** start Given entries **
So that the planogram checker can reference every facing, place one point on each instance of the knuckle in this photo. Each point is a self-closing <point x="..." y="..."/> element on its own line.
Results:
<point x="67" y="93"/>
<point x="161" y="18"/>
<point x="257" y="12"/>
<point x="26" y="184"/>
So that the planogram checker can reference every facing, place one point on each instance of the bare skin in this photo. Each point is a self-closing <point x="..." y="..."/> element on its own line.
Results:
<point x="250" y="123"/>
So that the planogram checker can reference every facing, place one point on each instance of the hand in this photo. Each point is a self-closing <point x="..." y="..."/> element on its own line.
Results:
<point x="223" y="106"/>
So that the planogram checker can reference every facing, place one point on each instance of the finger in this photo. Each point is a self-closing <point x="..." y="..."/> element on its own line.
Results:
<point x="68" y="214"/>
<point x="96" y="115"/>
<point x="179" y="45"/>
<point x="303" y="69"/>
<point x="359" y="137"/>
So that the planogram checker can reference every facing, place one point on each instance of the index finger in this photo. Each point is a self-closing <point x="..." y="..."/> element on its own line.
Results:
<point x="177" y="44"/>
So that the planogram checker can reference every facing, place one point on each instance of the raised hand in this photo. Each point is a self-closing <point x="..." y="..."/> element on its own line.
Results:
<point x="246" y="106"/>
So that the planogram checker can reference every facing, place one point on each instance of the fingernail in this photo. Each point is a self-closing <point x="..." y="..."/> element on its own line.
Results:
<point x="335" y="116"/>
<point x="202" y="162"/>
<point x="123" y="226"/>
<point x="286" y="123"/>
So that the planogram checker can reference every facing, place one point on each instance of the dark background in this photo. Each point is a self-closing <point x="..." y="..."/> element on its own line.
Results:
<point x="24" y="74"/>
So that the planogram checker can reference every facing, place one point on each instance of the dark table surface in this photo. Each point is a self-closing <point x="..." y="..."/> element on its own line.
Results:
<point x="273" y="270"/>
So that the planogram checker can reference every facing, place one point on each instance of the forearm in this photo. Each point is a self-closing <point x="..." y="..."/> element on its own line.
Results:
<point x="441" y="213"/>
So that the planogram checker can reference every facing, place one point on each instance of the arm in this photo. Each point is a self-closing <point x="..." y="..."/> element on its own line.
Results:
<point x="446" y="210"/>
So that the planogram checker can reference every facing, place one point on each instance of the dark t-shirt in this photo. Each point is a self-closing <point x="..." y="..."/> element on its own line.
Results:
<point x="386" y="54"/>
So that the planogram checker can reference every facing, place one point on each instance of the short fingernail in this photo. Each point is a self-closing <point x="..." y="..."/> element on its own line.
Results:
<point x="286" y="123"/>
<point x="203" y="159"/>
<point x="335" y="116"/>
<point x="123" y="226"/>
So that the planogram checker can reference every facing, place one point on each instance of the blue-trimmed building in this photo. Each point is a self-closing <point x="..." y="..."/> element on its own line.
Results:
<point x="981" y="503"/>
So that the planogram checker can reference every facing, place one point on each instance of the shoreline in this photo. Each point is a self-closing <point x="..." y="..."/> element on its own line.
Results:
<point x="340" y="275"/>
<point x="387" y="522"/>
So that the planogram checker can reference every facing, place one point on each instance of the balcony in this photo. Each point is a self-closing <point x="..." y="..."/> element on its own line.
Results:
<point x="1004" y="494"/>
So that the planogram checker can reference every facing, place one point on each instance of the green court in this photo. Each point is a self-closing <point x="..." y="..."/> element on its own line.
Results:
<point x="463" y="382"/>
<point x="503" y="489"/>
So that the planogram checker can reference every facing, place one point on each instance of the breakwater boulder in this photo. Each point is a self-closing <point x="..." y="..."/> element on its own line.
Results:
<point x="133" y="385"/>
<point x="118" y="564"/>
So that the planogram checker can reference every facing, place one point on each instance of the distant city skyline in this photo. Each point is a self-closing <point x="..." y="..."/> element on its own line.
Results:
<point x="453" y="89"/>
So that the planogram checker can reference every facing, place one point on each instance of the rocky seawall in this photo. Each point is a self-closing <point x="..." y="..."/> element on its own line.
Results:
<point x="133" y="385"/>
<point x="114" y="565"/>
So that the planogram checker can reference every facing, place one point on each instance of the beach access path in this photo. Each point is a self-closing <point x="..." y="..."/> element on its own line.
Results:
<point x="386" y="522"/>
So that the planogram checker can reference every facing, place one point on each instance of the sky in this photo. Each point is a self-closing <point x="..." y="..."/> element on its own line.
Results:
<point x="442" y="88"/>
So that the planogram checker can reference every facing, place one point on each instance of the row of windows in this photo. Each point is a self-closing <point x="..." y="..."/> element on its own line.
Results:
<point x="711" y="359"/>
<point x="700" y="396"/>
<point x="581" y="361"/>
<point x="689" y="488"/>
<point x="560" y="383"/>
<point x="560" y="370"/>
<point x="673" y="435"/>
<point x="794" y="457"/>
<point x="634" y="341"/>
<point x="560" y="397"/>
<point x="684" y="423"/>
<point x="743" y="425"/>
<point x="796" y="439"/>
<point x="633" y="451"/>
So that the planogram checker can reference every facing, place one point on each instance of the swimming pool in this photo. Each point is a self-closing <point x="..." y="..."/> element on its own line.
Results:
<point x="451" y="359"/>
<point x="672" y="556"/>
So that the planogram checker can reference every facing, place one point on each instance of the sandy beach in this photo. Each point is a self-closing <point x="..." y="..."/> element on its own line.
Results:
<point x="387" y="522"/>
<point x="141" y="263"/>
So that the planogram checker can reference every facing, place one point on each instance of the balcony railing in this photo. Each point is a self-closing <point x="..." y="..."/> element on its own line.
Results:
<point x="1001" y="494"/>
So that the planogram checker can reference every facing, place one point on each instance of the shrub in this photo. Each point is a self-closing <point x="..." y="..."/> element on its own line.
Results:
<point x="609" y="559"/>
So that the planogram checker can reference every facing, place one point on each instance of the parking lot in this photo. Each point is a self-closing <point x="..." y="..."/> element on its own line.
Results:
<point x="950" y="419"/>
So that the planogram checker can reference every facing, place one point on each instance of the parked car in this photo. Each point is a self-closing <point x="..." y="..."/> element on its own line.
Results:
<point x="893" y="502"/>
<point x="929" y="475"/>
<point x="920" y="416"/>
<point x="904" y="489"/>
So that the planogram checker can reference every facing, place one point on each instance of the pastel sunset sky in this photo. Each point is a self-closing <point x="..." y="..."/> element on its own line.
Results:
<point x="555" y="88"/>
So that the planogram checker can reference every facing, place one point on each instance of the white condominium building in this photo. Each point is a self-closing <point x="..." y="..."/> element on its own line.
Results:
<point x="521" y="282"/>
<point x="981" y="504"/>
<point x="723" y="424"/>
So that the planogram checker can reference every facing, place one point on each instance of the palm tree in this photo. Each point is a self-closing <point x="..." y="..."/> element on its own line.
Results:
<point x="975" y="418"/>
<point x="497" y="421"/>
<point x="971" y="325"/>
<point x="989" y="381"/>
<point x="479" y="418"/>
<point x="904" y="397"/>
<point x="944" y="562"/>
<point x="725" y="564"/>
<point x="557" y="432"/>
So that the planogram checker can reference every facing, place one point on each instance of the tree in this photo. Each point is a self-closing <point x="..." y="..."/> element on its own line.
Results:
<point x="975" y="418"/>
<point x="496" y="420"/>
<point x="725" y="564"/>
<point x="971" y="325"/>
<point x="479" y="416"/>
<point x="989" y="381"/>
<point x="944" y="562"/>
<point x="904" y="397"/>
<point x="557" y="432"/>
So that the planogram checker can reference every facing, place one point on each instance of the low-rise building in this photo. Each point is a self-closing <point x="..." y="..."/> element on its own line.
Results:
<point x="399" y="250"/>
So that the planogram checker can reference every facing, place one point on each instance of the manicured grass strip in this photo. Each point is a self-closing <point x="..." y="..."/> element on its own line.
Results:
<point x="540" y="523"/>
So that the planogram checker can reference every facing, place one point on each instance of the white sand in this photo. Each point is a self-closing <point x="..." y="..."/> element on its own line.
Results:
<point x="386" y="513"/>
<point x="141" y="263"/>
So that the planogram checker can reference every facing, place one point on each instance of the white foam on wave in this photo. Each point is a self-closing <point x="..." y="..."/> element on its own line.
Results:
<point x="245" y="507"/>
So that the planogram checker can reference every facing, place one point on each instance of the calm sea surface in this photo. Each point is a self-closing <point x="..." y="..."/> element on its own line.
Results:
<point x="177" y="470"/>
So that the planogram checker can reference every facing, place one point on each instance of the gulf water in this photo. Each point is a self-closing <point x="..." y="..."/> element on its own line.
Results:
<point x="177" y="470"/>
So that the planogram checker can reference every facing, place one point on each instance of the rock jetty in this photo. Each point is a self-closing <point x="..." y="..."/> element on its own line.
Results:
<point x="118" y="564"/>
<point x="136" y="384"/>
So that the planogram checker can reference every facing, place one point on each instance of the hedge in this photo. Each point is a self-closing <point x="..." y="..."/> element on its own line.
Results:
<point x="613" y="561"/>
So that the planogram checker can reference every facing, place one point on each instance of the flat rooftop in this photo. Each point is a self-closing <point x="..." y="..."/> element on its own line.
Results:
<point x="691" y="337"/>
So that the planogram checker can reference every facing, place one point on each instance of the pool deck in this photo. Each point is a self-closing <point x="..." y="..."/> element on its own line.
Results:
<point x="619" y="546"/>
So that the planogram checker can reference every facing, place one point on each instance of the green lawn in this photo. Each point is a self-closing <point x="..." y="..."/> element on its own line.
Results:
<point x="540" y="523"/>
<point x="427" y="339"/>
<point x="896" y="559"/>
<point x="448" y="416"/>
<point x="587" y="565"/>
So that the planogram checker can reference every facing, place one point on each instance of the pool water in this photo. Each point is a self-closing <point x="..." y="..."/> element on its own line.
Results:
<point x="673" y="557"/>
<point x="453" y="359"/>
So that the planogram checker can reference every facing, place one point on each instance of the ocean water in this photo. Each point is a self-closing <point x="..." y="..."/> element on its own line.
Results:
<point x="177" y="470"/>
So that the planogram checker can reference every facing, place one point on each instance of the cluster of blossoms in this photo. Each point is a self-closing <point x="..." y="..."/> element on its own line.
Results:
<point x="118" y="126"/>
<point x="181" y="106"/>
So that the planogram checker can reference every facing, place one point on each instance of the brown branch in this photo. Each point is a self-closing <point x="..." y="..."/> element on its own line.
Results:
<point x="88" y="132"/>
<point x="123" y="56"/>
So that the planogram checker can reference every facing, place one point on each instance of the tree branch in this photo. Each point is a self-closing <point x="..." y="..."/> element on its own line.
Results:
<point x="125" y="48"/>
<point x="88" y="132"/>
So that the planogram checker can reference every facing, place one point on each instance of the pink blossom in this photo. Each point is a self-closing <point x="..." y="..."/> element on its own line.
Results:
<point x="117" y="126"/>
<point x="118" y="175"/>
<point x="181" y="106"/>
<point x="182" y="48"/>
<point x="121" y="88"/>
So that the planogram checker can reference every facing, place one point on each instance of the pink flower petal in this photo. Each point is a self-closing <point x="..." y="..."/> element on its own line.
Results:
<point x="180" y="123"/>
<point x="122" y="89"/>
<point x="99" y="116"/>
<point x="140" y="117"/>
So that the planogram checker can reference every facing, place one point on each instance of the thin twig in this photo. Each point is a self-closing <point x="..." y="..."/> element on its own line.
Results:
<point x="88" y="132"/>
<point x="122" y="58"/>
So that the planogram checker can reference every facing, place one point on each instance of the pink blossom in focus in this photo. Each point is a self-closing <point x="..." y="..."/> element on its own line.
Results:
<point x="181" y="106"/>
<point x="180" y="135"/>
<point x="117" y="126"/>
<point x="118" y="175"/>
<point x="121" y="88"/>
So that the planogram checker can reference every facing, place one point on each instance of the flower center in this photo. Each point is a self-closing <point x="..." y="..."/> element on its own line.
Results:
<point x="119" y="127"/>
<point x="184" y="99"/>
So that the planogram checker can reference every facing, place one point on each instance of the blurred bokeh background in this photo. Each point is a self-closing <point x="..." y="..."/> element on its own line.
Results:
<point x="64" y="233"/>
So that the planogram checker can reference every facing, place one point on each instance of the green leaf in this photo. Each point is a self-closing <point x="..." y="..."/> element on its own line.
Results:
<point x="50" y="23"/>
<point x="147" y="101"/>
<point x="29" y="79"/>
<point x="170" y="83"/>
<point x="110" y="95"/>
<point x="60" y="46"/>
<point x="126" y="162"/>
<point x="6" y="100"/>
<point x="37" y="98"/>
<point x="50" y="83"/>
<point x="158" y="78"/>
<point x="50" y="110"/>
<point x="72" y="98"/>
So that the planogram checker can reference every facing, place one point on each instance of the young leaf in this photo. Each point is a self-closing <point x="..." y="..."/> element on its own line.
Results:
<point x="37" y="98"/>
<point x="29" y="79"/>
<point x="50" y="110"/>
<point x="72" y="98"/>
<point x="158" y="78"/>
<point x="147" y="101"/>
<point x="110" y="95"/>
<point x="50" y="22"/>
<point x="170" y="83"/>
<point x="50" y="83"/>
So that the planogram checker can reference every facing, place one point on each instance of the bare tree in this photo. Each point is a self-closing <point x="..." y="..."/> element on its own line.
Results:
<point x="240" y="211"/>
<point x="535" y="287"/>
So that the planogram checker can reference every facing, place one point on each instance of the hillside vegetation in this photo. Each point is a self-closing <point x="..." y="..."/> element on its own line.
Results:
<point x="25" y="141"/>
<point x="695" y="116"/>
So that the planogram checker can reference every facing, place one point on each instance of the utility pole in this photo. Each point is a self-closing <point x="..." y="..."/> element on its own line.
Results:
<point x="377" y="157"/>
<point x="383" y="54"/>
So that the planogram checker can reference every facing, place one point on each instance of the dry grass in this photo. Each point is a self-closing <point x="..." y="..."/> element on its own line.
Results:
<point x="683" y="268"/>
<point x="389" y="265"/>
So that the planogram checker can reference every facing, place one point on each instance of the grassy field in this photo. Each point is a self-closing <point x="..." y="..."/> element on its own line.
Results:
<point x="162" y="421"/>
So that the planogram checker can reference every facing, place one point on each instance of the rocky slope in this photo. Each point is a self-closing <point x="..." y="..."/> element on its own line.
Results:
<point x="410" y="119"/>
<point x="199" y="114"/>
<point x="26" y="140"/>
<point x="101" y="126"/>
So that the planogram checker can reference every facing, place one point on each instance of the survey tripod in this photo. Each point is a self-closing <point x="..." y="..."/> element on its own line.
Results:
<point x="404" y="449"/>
** end Given entries **
Repeat only the stretch of lines that begins at the line containing "the dry grass" and ends at the last line above, both included.

Right answer:
So that the planogram checker can reference every facing, place one point on each instance of the dry grass in this photo. Each point is a self-closing <point x="..." y="..."/> element on its own line.
Results:
<point x="683" y="268"/>
<point x="389" y="265"/>
So that the planogram checker can reference every facing, place one point on each instance of the grassy field in this photo. Each point is a self-closing <point x="..." y="..."/> element on its own line.
Results:
<point x="162" y="421"/>
So that the planogram checker can reference every facing, place one point on each instance of the rocky slope in this photo. Each point is a self-closing <point x="..." y="..."/> element on its own line.
Results:
<point x="410" y="119"/>
<point x="199" y="114"/>
<point x="26" y="140"/>
<point x="101" y="126"/>
So that the planogram checker can reference every facing, place one point on each instance of the survey tripod in this photo. Each point is a self-closing <point x="..." y="..."/> element on its own line.
Results:
<point x="404" y="449"/>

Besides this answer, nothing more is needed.